SHORT PROBLEM
Output the portion of the logical-equivalence thread between "I can get a" and "if $R$ is False.", inclusive, word for word.

# start of TEXT SEGMENT

Prove that $(\neg P \lor Q)\wedge (P \lor \neg R)\wedge (\neg P \lor \neg Q)$ and $\neg (P \lor R)$ logically equivalent.

Question

Prove that $(\neg P \lor Q)\wedge (P \lor \neg R)\wedge (\neg P \lor \neg Q)$ and $\neg (P \lor R)$ logically equivalent.

I can get a feel for why this will be true.

My argument goes as follows:

Let's take the term $(\neg P \lor Q)$ to be $(1)$, $(P \lor \neg R)$ to be $(2)$ and $(\neg P \lor \neg Q)$ to be $(3)$, each seperated by $\wedge$.

Our goal is to identify when all the $3$ terms are True.

When $P$ is True, $(2)$ is necessarily True. Now, $(1)$ is True if $Q$ is True. $(3)$ is True if $Q$ is False. Hence, there is no way for the expression to return True if $P$ is True as all $3$ terms can never be True at the same time.

When $P$ is False, $(1)$ and $(3)$ are necessarily True. Now, $(2)$ is True only if $R$ is False.

Hence, the condition for the entire expression to be True is $\neg P \wedge \neg Q$ which is the same as $\neg (P \lor Q)$ by De Morgan's Law.

I know this is not the proof that my teacher was looking for. I feel like in the arguments that I made above, I am sort of constructing the Truth Table of the given expression.

Can anyone give me a method to prove this using only Logical Equivalences and by working from the given expression towards the final expression.

Answer 1

This is what you are looking for. A construction from the left expression to the right using logical properties (very simples as distributive, conmutative)

$$(\sim P \vee Q)\wedge(P\vee\sim R)\wedge(\sim P \vee \sim Q) $$

$$ (\sim P \vee Q)\wedge(\sim P \vee \sim Q)\wedge(P\vee\sim R)~~\mbox{ (conmutative property) } $$

$$ [(\sim P) \vee (Q \wedge \sim Q)]\wedge(P\vee\sim R) ~~\mbox{ (distributive property) }$$

$$ [(\sim P) \vee ( F)]\wedge(P\vee\sim R)~~ \mbox{ (property of } \wedge ) $$

$$ (\sim P) \wedge(P\vee\sim R)~~ \mbox{(absorption)} $$

$$ \sim P \wedge \sim R ~~\mbox{ (Morgan)} $$ $$ \sim (P \vee R) $$

# end of TEXT SEGMENT
# start of ENTRIES SHOWN

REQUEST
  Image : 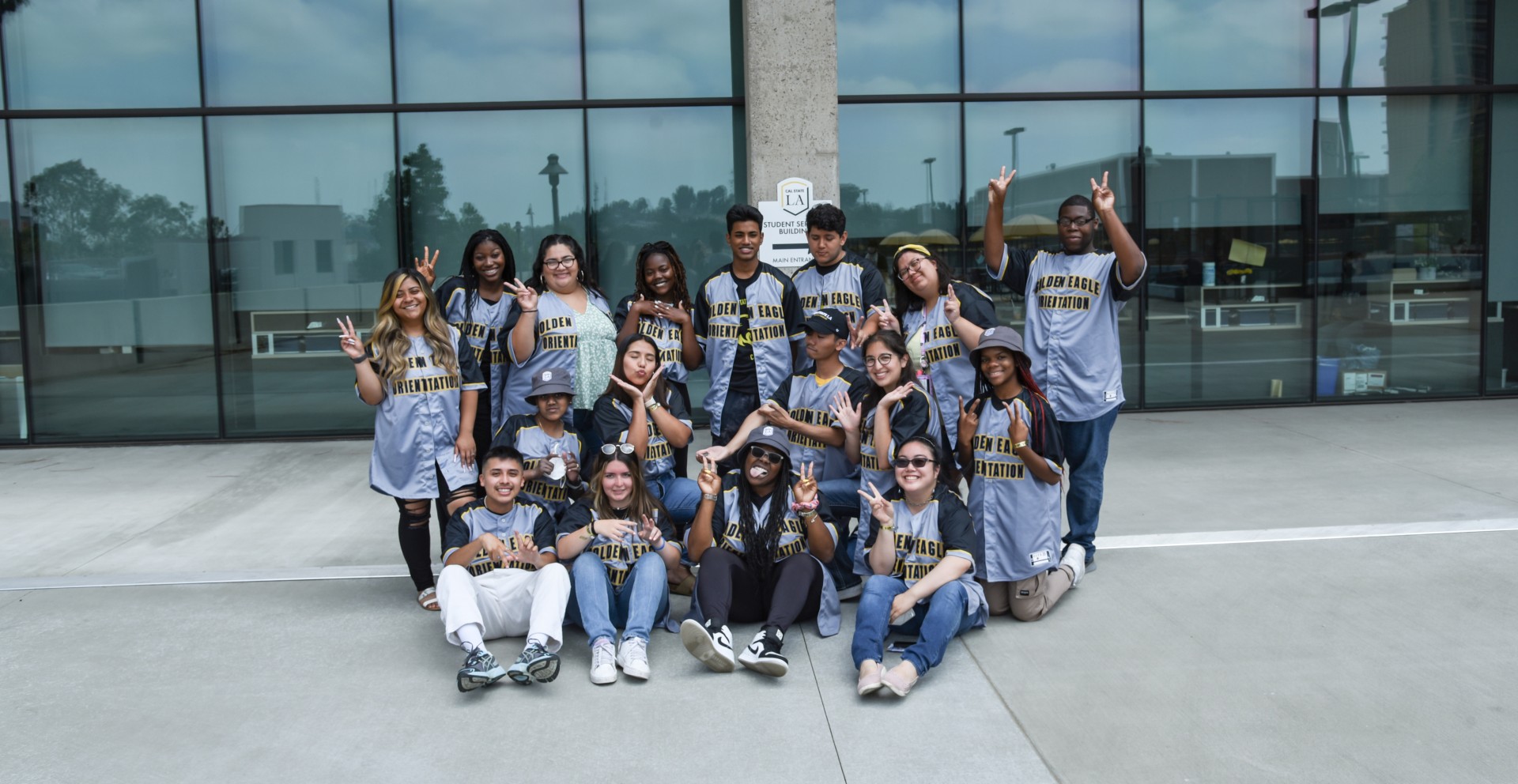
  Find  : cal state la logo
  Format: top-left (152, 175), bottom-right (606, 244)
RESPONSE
top-left (780, 177), bottom-right (812, 215)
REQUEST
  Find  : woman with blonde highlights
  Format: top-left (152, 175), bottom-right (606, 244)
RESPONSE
top-left (340, 270), bottom-right (484, 609)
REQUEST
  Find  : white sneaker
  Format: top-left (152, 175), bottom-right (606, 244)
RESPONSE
top-left (680, 619), bottom-right (733, 672)
top-left (617, 637), bottom-right (650, 681)
top-left (591, 637), bottom-right (617, 685)
top-left (1059, 545), bottom-right (1086, 588)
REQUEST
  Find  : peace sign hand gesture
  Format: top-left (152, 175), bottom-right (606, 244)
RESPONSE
top-left (337, 317), bottom-right (366, 363)
top-left (985, 167), bottom-right (1017, 205)
top-left (1091, 172), bottom-right (1117, 213)
top-left (503, 277), bottom-right (538, 311)
top-left (858, 482), bottom-right (896, 525)
top-left (791, 461), bottom-right (817, 503)
top-left (695, 449), bottom-right (723, 496)
top-left (411, 246), bottom-right (442, 285)
top-left (944, 284), bottom-right (959, 322)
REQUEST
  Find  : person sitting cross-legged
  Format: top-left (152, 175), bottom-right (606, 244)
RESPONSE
top-left (437, 446), bottom-right (569, 692)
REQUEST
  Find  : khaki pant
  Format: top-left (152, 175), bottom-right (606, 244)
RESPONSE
top-left (980, 566), bottom-right (1074, 620)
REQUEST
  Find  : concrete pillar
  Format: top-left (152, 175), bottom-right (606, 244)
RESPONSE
top-left (744, 0), bottom-right (838, 203)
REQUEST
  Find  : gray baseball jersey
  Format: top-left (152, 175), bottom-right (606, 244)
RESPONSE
top-left (993, 251), bottom-right (1148, 421)
top-left (901, 281), bottom-right (996, 444)
top-left (353, 327), bottom-right (484, 499)
top-left (695, 262), bottom-right (802, 435)
top-left (767, 365), bottom-right (870, 479)
top-left (490, 414), bottom-right (584, 517)
top-left (556, 496), bottom-right (680, 588)
top-left (591, 390), bottom-right (691, 481)
top-left (444, 497), bottom-right (559, 576)
top-left (853, 386), bottom-right (942, 575)
top-left (437, 274), bottom-right (512, 432)
top-left (865, 484), bottom-right (990, 626)
top-left (970, 390), bottom-right (1063, 582)
top-left (501, 289), bottom-right (609, 416)
top-left (612, 294), bottom-right (691, 383)
top-left (685, 470), bottom-right (843, 637)
top-left (792, 251), bottom-right (886, 371)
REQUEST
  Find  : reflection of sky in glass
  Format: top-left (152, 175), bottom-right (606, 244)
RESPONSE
top-left (1145, 99), bottom-right (1313, 177)
top-left (838, 103), bottom-right (959, 213)
top-left (1318, 0), bottom-right (1487, 86)
top-left (583, 0), bottom-right (733, 99)
top-left (964, 0), bottom-right (1152, 92)
top-left (591, 106), bottom-right (733, 210)
top-left (395, 0), bottom-right (580, 103)
top-left (1143, 0), bottom-right (1318, 89)
top-left (964, 100), bottom-right (1138, 226)
top-left (210, 114), bottom-right (395, 235)
top-left (838, 0), bottom-right (959, 96)
top-left (12, 117), bottom-right (205, 207)
top-left (200, 0), bottom-right (390, 106)
top-left (401, 109), bottom-right (584, 259)
top-left (5, 0), bottom-right (200, 109)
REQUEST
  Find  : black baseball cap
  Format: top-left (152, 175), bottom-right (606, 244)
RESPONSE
top-left (802, 308), bottom-right (848, 338)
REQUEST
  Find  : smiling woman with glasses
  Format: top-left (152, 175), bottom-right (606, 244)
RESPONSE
top-left (501, 233), bottom-right (617, 449)
top-left (680, 424), bottom-right (840, 677)
top-left (853, 435), bottom-right (985, 698)
top-left (881, 246), bottom-right (996, 464)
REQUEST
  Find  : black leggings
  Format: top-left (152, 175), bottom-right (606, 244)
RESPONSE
top-left (395, 462), bottom-right (480, 591)
top-left (695, 545), bottom-right (823, 631)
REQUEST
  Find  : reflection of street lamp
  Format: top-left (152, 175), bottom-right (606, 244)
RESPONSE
top-left (1002, 126), bottom-right (1028, 206)
top-left (539, 153), bottom-right (569, 233)
top-left (923, 158), bottom-right (937, 209)
top-left (1307, 0), bottom-right (1376, 177)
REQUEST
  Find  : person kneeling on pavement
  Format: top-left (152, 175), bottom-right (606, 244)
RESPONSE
top-left (680, 424), bottom-right (840, 677)
top-left (559, 443), bottom-right (680, 684)
top-left (437, 446), bottom-right (569, 692)
top-left (853, 435), bottom-right (987, 698)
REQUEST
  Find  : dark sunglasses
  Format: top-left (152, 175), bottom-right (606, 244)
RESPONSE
top-left (749, 444), bottom-right (785, 466)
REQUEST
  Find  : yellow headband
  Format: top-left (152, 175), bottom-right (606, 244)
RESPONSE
top-left (891, 246), bottom-right (932, 261)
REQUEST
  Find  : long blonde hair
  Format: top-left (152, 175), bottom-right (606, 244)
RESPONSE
top-left (364, 270), bottom-right (459, 383)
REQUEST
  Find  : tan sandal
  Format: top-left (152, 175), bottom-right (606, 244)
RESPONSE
top-left (416, 587), bottom-right (442, 612)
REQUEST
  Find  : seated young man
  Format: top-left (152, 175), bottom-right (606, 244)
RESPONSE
top-left (698, 308), bottom-right (870, 599)
top-left (437, 446), bottom-right (569, 692)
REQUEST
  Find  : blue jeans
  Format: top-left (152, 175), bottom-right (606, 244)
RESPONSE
top-left (569, 551), bottom-right (670, 644)
top-left (648, 473), bottom-right (701, 532)
top-left (853, 575), bottom-right (975, 675)
top-left (1059, 408), bottom-right (1117, 563)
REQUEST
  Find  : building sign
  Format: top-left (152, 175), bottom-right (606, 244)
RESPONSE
top-left (757, 177), bottom-right (832, 273)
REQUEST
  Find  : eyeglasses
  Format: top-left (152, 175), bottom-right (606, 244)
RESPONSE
top-left (896, 256), bottom-right (923, 281)
top-left (749, 444), bottom-right (785, 466)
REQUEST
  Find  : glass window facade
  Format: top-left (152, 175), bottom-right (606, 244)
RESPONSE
top-left (838, 0), bottom-right (1518, 408)
top-left (0, 0), bottom-right (744, 443)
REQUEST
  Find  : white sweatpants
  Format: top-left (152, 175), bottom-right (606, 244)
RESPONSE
top-left (437, 563), bottom-right (569, 650)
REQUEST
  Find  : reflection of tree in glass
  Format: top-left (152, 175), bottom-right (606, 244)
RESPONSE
top-left (21, 159), bottom-right (212, 258)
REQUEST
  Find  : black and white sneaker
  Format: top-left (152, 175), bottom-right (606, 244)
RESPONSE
top-left (459, 647), bottom-right (505, 692)
top-left (680, 619), bottom-right (733, 672)
top-left (738, 626), bottom-right (791, 678)
top-left (505, 643), bottom-right (559, 684)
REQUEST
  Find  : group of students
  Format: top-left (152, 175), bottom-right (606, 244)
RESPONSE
top-left (340, 170), bottom-right (1145, 696)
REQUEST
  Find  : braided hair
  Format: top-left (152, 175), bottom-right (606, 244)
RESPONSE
top-left (738, 449), bottom-right (791, 579)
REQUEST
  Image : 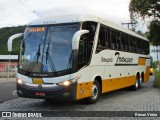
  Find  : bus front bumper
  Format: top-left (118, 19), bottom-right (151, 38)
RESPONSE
top-left (17, 83), bottom-right (77, 101)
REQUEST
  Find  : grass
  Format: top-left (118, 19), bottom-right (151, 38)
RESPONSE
top-left (153, 71), bottom-right (160, 88)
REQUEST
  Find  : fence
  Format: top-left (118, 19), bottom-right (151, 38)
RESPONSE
top-left (0, 62), bottom-right (17, 78)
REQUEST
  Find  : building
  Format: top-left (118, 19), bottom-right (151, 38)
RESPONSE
top-left (150, 46), bottom-right (160, 61)
top-left (0, 55), bottom-right (18, 78)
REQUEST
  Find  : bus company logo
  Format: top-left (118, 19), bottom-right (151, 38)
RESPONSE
top-left (115, 52), bottom-right (133, 63)
top-left (2, 112), bottom-right (12, 117)
top-left (101, 57), bottom-right (113, 64)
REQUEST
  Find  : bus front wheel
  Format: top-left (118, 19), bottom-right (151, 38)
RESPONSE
top-left (131, 76), bottom-right (140, 91)
top-left (86, 80), bottom-right (100, 104)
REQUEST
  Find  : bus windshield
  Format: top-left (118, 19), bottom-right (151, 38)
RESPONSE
top-left (19, 24), bottom-right (79, 73)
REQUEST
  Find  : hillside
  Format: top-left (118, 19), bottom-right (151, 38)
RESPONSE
top-left (0, 26), bottom-right (26, 55)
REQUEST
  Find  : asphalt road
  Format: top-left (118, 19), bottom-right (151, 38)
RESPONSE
top-left (0, 79), bottom-right (18, 103)
top-left (0, 76), bottom-right (160, 120)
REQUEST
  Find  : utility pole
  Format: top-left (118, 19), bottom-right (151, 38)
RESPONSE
top-left (121, 22), bottom-right (136, 29)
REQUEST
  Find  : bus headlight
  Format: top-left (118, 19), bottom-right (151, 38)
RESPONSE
top-left (17, 78), bottom-right (24, 85)
top-left (58, 76), bottom-right (80, 87)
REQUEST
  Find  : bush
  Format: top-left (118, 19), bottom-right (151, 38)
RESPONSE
top-left (153, 71), bottom-right (160, 88)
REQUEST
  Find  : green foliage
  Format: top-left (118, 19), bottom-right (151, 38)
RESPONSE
top-left (148, 20), bottom-right (160, 46)
top-left (0, 26), bottom-right (26, 55)
top-left (129, 0), bottom-right (160, 46)
top-left (129, 0), bottom-right (160, 19)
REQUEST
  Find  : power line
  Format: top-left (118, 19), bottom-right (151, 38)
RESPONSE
top-left (121, 22), bottom-right (136, 29)
top-left (18, 0), bottom-right (41, 17)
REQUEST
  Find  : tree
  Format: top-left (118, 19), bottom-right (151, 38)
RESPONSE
top-left (129, 0), bottom-right (160, 20)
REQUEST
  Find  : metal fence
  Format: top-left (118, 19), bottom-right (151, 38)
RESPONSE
top-left (0, 62), bottom-right (17, 78)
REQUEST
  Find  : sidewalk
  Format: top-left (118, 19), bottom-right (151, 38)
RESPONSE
top-left (0, 78), bottom-right (16, 84)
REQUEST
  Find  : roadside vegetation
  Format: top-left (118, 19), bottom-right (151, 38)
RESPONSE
top-left (0, 26), bottom-right (26, 55)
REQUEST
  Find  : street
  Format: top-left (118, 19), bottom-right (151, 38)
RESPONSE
top-left (0, 78), bottom-right (18, 103)
top-left (0, 76), bottom-right (160, 118)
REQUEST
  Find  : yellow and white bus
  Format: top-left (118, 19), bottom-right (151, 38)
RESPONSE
top-left (8, 15), bottom-right (150, 103)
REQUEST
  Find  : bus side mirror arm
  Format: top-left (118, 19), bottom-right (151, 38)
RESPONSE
top-left (7, 33), bottom-right (23, 52)
top-left (72, 30), bottom-right (89, 50)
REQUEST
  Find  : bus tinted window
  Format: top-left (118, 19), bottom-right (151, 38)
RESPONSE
top-left (111, 30), bottom-right (117, 49)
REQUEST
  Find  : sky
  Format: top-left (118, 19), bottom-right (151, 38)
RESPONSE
top-left (0, 0), bottom-right (146, 31)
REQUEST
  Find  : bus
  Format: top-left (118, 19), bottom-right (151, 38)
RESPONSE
top-left (8, 14), bottom-right (150, 104)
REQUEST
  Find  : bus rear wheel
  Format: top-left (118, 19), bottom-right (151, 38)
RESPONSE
top-left (86, 80), bottom-right (100, 104)
top-left (131, 76), bottom-right (140, 91)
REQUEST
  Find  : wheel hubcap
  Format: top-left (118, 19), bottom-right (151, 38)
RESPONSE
top-left (136, 79), bottom-right (138, 88)
top-left (92, 84), bottom-right (98, 99)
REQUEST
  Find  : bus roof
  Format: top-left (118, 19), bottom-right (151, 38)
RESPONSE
top-left (28, 14), bottom-right (148, 41)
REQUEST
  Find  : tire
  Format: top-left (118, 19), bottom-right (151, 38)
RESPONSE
top-left (86, 80), bottom-right (100, 104)
top-left (138, 78), bottom-right (142, 89)
top-left (131, 76), bottom-right (139, 91)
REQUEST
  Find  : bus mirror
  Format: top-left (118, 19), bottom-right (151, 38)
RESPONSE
top-left (72, 30), bottom-right (89, 50)
top-left (7, 33), bottom-right (23, 52)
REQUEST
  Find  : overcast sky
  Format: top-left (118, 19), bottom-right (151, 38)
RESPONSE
top-left (0, 0), bottom-right (146, 31)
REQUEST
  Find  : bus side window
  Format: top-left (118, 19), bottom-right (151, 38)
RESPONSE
top-left (78, 21), bottom-right (97, 69)
top-left (111, 30), bottom-right (117, 49)
top-left (106, 28), bottom-right (111, 48)
top-left (116, 31), bottom-right (121, 50)
top-left (124, 34), bottom-right (130, 51)
top-left (97, 26), bottom-right (106, 51)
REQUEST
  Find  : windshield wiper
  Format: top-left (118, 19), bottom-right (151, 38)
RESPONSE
top-left (67, 51), bottom-right (73, 69)
top-left (27, 44), bottom-right (41, 71)
top-left (46, 43), bottom-right (56, 72)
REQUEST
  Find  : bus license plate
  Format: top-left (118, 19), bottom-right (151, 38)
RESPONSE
top-left (36, 92), bottom-right (46, 96)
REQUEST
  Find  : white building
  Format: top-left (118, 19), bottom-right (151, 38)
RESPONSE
top-left (150, 46), bottom-right (160, 61)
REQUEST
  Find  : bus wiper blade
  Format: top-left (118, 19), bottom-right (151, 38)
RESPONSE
top-left (36, 44), bottom-right (41, 63)
top-left (46, 43), bottom-right (56, 72)
top-left (27, 44), bottom-right (41, 71)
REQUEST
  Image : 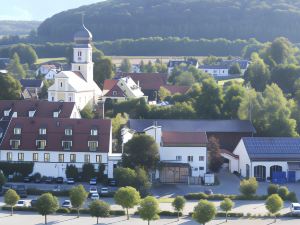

# end of ENTRIES SHOWN

OUTPUT OF THE TASK
I can get a feel for why this will be true.

My argument goes as follows:

Let's take the term $(\neg P \lor Q)$ to be $(1)$, $(P \lor \neg R)$ to be $(2)$ and $(\neg P \lor \neg Q)$ to be $(3)$, each seperated by $\wedge$.

Our goal is to identify when all the $3$ terms are True.

When $P$ is True, $(2)$ is necessarily True. Now, $(1)$ is True if $Q$ is True. $(3)$ is True if $Q$ is False. Hence, there is no way for the expression to return True if $P$ is True as all $3$ terms can never be True at the same time.

When $P$ is False, $(1)$ and $(3)$ are necessarily True. Now, $(2)$ is True only if $R$ is False.